▸ Task directions
From the first line of the listing below through the line with "box: [83, 239, 219, 308]", transcribe exactly and skip the pictures.

▸ Material for the task
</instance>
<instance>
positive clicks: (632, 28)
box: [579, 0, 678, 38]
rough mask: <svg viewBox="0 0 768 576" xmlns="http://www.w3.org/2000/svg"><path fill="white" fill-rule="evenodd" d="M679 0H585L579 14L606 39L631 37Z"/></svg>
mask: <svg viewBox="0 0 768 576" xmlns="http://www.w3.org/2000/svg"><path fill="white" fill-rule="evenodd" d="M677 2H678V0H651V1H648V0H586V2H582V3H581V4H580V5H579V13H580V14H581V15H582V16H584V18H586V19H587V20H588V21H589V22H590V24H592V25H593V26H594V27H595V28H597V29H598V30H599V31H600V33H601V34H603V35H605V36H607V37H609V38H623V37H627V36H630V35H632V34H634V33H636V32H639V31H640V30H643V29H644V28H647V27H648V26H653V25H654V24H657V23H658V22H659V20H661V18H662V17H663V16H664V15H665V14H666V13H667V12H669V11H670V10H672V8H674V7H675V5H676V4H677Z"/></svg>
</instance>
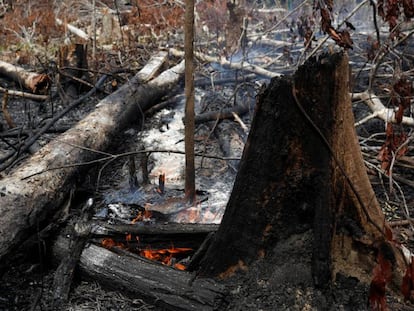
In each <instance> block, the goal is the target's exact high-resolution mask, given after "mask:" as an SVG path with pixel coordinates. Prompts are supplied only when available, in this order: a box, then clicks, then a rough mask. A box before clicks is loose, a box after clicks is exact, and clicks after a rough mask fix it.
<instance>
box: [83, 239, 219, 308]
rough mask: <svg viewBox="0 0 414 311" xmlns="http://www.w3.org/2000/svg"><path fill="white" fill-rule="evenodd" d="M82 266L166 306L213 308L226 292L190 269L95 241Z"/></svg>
mask: <svg viewBox="0 0 414 311" xmlns="http://www.w3.org/2000/svg"><path fill="white" fill-rule="evenodd" d="M80 270H81V273H82V274H86V275H88V276H89V277H91V278H93V279H96V280H99V281H100V282H103V283H106V284H107V285H108V286H111V287H112V288H116V289H118V290H122V291H125V292H129V293H133V294H138V295H140V296H142V297H146V298H147V299H151V300H153V302H154V303H155V304H157V305H159V306H160V307H163V308H165V309H167V310H197V311H198V310H214V307H215V306H214V303H215V302H216V301H219V300H220V299H221V298H222V296H223V294H224V288H223V287H222V286H220V285H218V284H217V283H215V282H214V281H212V280H211V279H194V276H193V275H192V274H190V273H188V272H185V271H179V270H175V269H173V268H170V267H167V266H163V265H161V264H157V263H153V262H148V261H147V260H145V259H143V258H140V257H139V256H133V255H131V256H128V255H126V254H124V255H123V256H119V255H117V254H115V253H113V252H111V251H109V250H107V249H104V248H102V247H99V246H96V245H90V246H89V247H87V248H85V249H84V251H83V253H82V255H81V259H80Z"/></svg>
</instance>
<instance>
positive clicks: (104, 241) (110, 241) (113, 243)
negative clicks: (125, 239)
mask: <svg viewBox="0 0 414 311" xmlns="http://www.w3.org/2000/svg"><path fill="white" fill-rule="evenodd" d="M102 246H103V247H105V248H108V249H110V248H112V247H114V246H118V247H122V248H123V247H125V246H124V244H123V243H121V242H115V241H114V240H112V239H103V240H102Z"/></svg>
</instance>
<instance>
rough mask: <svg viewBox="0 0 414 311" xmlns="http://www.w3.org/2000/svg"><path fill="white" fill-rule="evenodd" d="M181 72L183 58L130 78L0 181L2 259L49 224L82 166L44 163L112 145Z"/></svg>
mask: <svg viewBox="0 0 414 311" xmlns="http://www.w3.org/2000/svg"><path fill="white" fill-rule="evenodd" d="M183 71H184V62H181V63H179V64H178V65H176V66H175V67H173V68H171V69H170V70H167V71H165V72H163V73H162V74H161V75H159V76H158V77H157V78H155V79H154V80H152V81H150V82H149V83H148V84H145V85H142V84H141V82H140V79H131V80H130V81H129V82H128V83H127V84H125V85H123V86H122V87H121V88H120V89H119V90H117V91H116V92H114V93H112V94H111V95H109V96H107V97H106V98H104V99H103V100H102V101H101V102H100V103H99V104H98V105H97V109H95V111H93V112H92V113H90V114H89V115H88V116H87V117H85V118H84V119H83V120H81V121H80V122H79V123H78V124H77V125H76V126H75V127H73V128H72V129H70V130H68V131H67V132H65V133H64V134H62V135H60V136H59V137H58V138H57V139H56V140H54V141H52V142H50V143H49V144H47V145H46V146H44V147H43V148H42V149H41V150H39V151H38V152H37V153H36V154H35V155H33V156H32V157H31V158H30V159H29V160H28V161H27V162H26V163H24V165H22V166H21V167H20V168H18V169H17V170H15V171H14V172H13V173H12V174H10V175H8V176H6V177H4V178H3V179H2V180H0V215H1V217H0V264H3V263H4V261H3V260H4V259H5V256H6V255H7V254H8V253H10V251H11V250H13V249H14V248H15V247H17V246H18V245H19V244H21V242H22V241H23V240H24V239H25V238H27V237H28V236H29V235H30V233H31V232H32V231H33V229H34V228H35V227H39V228H42V226H44V225H45V224H47V222H48V219H49V217H50V215H53V213H54V212H55V211H56V210H57V209H58V207H59V205H60V204H61V203H62V202H63V200H64V199H65V197H66V196H67V193H68V191H69V189H70V187H71V184H72V183H73V181H74V179H75V177H76V176H78V175H79V174H81V173H82V171H83V170H84V169H85V166H71V167H65V168H62V169H54V170H48V168H50V167H54V168H56V167H59V166H62V167H63V166H65V165H66V166H67V165H68V164H76V163H81V162H85V161H91V160H93V159H96V158H97V157H98V156H99V155H100V153H99V151H102V150H105V148H107V147H108V146H109V145H110V143H111V138H112V137H113V135H115V134H116V133H118V132H119V131H120V130H122V129H123V128H124V127H125V126H127V125H128V124H129V123H130V122H132V121H134V120H136V119H137V117H138V116H139V115H140V113H141V112H142V111H144V110H146V109H147V108H148V107H150V106H151V105H153V104H154V103H156V102H157V100H158V99H160V98H161V97H162V96H164V95H165V94H167V93H168V92H169V90H171V89H172V88H173V87H175V85H176V84H177V83H178V81H179V80H180V78H181V76H182V73H183ZM93 150H97V151H98V152H93ZM39 173H40V174H39ZM28 176H30V177H28Z"/></svg>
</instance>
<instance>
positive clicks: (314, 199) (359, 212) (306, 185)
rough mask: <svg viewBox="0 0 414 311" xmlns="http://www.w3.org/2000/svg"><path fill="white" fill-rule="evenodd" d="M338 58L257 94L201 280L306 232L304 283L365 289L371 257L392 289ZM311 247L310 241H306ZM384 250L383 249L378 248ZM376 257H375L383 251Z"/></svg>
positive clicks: (398, 268) (367, 282)
mask: <svg viewBox="0 0 414 311" xmlns="http://www.w3.org/2000/svg"><path fill="white" fill-rule="evenodd" d="M353 125H354V118H353V113H352V108H351V100H350V97H349V67H348V57H347V55H346V54H344V55H342V54H334V55H325V56H323V57H320V59H319V60H317V59H315V58H313V59H311V60H310V61H308V62H307V63H306V64H305V65H304V66H302V67H300V68H299V69H298V71H297V73H296V74H295V75H294V76H293V77H284V78H274V79H273V80H272V81H271V83H270V85H269V86H268V87H267V88H266V89H265V90H264V91H263V92H262V93H261V94H260V95H259V97H258V102H257V107H256V111H255V116H254V120H253V123H252V128H251V131H250V134H249V137H248V140H247V143H246V146H245V149H244V152H243V157H242V160H241V163H240V168H239V173H238V175H237V178H236V181H235V184H234V188H233V191H232V194H231V197H230V200H229V202H228V205H227V208H226V212H225V214H224V218H223V221H222V223H221V225H220V227H219V229H218V231H217V233H216V235H215V238H214V240H213V242H212V244H211V246H210V247H209V249H208V252H207V254H206V256H205V257H204V258H203V260H202V262H201V268H200V271H201V274H204V275H210V276H211V275H215V276H217V275H219V276H221V277H226V276H228V275H230V274H232V273H234V272H235V271H237V270H246V269H248V267H249V266H250V265H251V264H252V263H254V262H256V261H257V260H258V259H263V258H269V257H271V256H281V259H280V261H279V262H283V260H284V259H285V260H287V258H286V257H285V258H284V259H283V256H290V255H291V254H289V255H286V254H284V253H283V252H277V249H278V245H282V244H283V243H284V242H285V241H287V240H288V239H289V238H290V237H292V236H295V235H304V234H306V235H308V234H309V233H311V239H306V240H307V241H311V242H310V243H306V244H304V245H303V246H302V247H303V250H301V252H297V255H298V256H303V253H305V249H308V250H309V253H310V254H312V260H311V261H309V262H308V264H309V266H310V268H311V271H312V280H313V283H314V285H317V286H321V287H323V286H325V285H327V287H329V285H330V284H332V283H331V282H332V281H333V280H335V278H336V277H337V276H338V275H341V276H343V275H345V276H351V277H355V278H357V279H358V280H360V281H362V282H365V283H369V282H370V281H371V278H372V270H373V268H374V266H375V265H376V256H377V254H378V253H381V252H383V253H387V258H388V259H389V260H390V261H391V262H392V264H393V276H394V284H395V285H397V286H400V285H401V283H400V281H401V275H402V274H401V269H403V268H404V261H403V257H402V256H401V253H400V252H399V251H398V250H397V249H396V248H395V247H394V245H393V243H392V242H391V241H390V240H391V231H390V229H389V227H388V225H387V224H386V221H385V218H384V215H383V213H382V211H381V209H380V207H379V204H378V201H377V199H376V197H375V193H374V192H373V190H372V187H371V185H370V183H369V180H368V177H367V174H366V169H365V166H364V162H363V159H362V155H361V152H360V149H359V144H358V140H357V136H356V133H355V129H354V126H353ZM312 241H313V242H312ZM384 249H386V250H389V251H386V252H385V251H384ZM383 255H384V254H383Z"/></svg>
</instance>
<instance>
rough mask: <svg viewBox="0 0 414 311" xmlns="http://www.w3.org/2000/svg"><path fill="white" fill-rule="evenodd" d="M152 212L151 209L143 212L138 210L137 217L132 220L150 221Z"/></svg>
mask: <svg viewBox="0 0 414 311" xmlns="http://www.w3.org/2000/svg"><path fill="white" fill-rule="evenodd" d="M151 216H152V213H151V211H148V210H144V211H143V212H141V211H140V212H138V215H137V217H135V218H134V219H133V220H132V223H133V224H134V223H136V222H137V221H149V220H150V219H151Z"/></svg>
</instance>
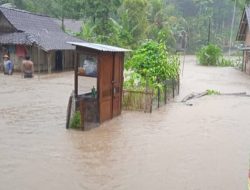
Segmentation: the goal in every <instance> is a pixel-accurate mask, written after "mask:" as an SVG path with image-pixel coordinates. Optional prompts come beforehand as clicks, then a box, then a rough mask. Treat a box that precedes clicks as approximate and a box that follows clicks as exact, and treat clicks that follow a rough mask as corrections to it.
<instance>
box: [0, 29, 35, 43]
mask: <svg viewBox="0 0 250 190" xmlns="http://www.w3.org/2000/svg"><path fill="white" fill-rule="evenodd" d="M33 42H34V40H32V38H30V37H29V35H28V34H26V33H24V32H13V33H0V43H1V44H12V45H13V44H25V45H32V43H33Z"/></svg>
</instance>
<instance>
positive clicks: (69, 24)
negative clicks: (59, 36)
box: [54, 18, 83, 34]
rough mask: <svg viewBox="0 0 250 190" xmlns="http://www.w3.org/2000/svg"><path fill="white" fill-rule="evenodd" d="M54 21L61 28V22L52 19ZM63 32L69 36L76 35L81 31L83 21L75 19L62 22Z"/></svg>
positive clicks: (70, 19)
mask: <svg viewBox="0 0 250 190" xmlns="http://www.w3.org/2000/svg"><path fill="white" fill-rule="evenodd" d="M54 21H55V22H56V23H57V24H58V25H59V26H60V27H61V28H62V20H60V19H57V18H54ZM63 24H64V28H65V31H66V32H67V33H69V34H78V33H80V32H81V31H82V26H83V21H82V20H75V19H66V18H65V19H64V20H63Z"/></svg>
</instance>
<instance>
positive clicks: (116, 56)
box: [113, 53, 123, 116]
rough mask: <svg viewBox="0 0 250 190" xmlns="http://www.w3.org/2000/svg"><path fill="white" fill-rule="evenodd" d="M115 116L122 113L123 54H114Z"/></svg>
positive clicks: (113, 114) (113, 95)
mask: <svg viewBox="0 0 250 190" xmlns="http://www.w3.org/2000/svg"><path fill="white" fill-rule="evenodd" d="M114 56H115V57H114V76H113V77H114V78H113V116H117V115H120V114H121V98H122V79H123V64H122V56H121V54H118V53H116V54H115V55H114Z"/></svg>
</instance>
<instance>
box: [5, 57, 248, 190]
mask: <svg viewBox="0 0 250 190" xmlns="http://www.w3.org/2000/svg"><path fill="white" fill-rule="evenodd" d="M195 63H196V61H195V58H194V57H193V56H187V57H186V61H185V64H184V71H183V73H182V76H181V89H180V90H181V91H180V92H181V93H180V95H179V97H177V98H176V99H175V101H174V102H173V103H170V104H168V105H167V106H164V107H162V108H160V109H159V110H154V111H153V113H152V114H145V113H141V112H123V113H122V115H121V116H120V117H118V118H116V119H113V120H111V121H108V122H105V123H104V124H103V125H101V126H100V127H98V128H94V129H92V130H89V131H84V132H83V131H75V130H66V129H65V119H66V107H67V101H68V98H69V95H70V93H71V92H72V89H73V72H66V73H62V74H51V75H42V76H40V77H38V76H36V77H35V78H34V79H23V78H21V76H20V74H18V73H15V74H14V75H13V76H6V75H3V74H1V75H0V171H1V172H0V189H4V190H13V189H18V190H33V189H36V190H44V189H53V190H64V189H65V190H66V189H67V190H68V189H74V190H78V189H79V190H80V189H81V190H82V189H84V190H85V189H86V190H89V189H91V190H92V189H93V190H96V189H104V190H110V189H118V190H131V189H144V190H151V189H154V190H163V189H172V190H183V189H185V190H236V189H237V190H247V183H248V170H249V158H250V138H249V137H250V119H249V118H248V117H249V107H250V97H238V96H216V95H214V96H205V97H202V98H199V99H194V100H192V101H190V103H192V105H193V106H187V105H185V104H183V103H181V102H180V101H181V100H182V98H183V97H185V96H186V95H187V94H189V93H192V92H203V91H205V90H207V89H212V90H217V91H220V92H222V93H233V92H247V93H248V94H250V76H248V75H246V74H244V73H242V72H240V71H238V70H236V69H234V68H216V67H204V66H198V65H197V64H195ZM94 84H95V81H94V80H92V79H90V78H86V79H85V80H84V81H83V83H82V87H81V90H82V91H89V90H90V89H91V88H92V86H93V85H94Z"/></svg>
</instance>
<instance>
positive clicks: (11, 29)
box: [0, 12, 15, 33]
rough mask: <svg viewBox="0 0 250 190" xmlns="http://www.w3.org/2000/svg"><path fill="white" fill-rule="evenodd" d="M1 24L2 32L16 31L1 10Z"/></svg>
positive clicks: (6, 32)
mask: <svg viewBox="0 0 250 190" xmlns="http://www.w3.org/2000/svg"><path fill="white" fill-rule="evenodd" d="M0 26H1V27H0V32H4V33H7V32H14V31H15V28H14V27H13V26H12V25H11V24H10V23H9V22H8V21H7V19H6V18H5V17H4V16H3V13H2V12H0Z"/></svg>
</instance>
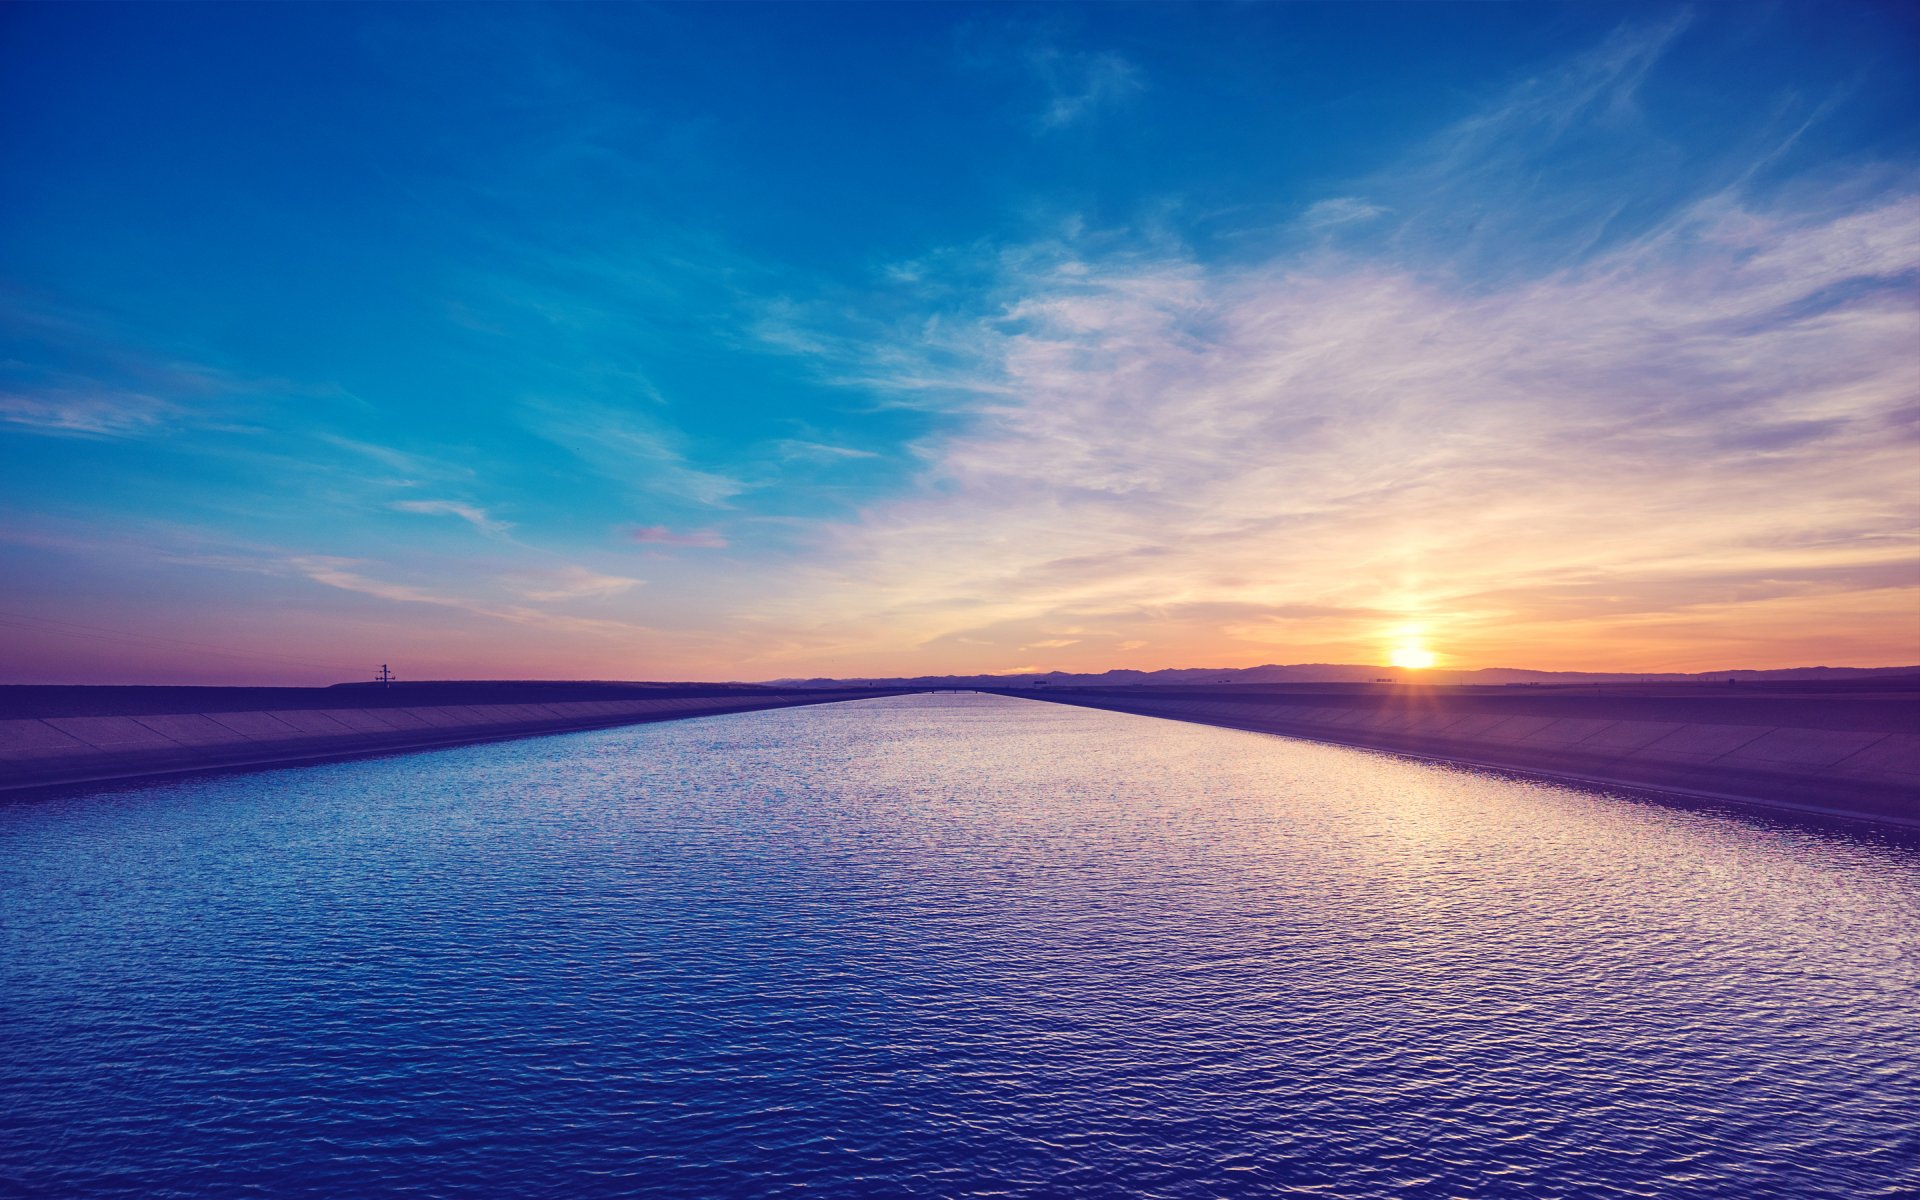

▸ Exercise output
</instance>
<instance>
positive clicks: (632, 28)
box: [579, 0, 678, 38]
rough mask: <svg viewBox="0 0 768 576" xmlns="http://www.w3.org/2000/svg"><path fill="white" fill-rule="evenodd" d="M679 0H585L579 14L606 39L631 37Z"/></svg>
mask: <svg viewBox="0 0 768 576" xmlns="http://www.w3.org/2000/svg"><path fill="white" fill-rule="evenodd" d="M677 2H678V0H651V1H648V0H586V2H582V3H581V4H580V5H579V13H580V14H581V15H582V16H584V18H586V19H587V20H588V21H589V22H590V24H592V25H593V26H594V27H595V28H597V29H598V30H599V31H600V33H601V34H603V35H605V36H607V37H609V38H623V37H627V36H630V35H632V34H634V33H636V32H639V31H640V30H643V29H644V28H647V27H648V26H653V25H654V24H657V23H658V22H659V20H661V18H662V17H663V16H664V15H665V14H666V13H667V12H669V11H670V10H672V8H674V7H675V5H676V4H677Z"/></svg>
</instance>
In each <instance> block, the goal is the target's exact high-resolution mask, given after "mask:" as an SVG path with pixel coordinates. Prompts are supplied only when available, in this order: a box, then clicks, then a rough mask. A box before clicks is loose, a box after clicks is exact, and clicks after a rough mask fix it.
<instance>
box: [83, 239, 219, 308]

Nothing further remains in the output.